What you should do ▸ Edit the records below so that every "put a point on each instance" becomes "mark every instance", and keep all other text as it is.

Object position labeling entries ▸

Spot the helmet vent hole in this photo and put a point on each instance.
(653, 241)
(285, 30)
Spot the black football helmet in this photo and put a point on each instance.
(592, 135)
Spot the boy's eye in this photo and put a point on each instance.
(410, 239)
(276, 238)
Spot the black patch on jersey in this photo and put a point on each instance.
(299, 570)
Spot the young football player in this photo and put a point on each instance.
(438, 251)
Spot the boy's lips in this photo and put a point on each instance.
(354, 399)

Full solution ▸
Spot the helmet vent hole in this photo and mark every instance.
(653, 241)
(285, 30)
Spot the black football helmet in this photo and mark every instance.
(592, 135)
Spot the boy's eye in this photo and mark every instance.
(410, 239)
(276, 238)
Spot the black patch on jersey in this photo and mark every instance.
(299, 570)
Spot the young football player in this photo and mark every instance.
(438, 251)
Spot the boy's lips in this photo and mark every instance.
(354, 399)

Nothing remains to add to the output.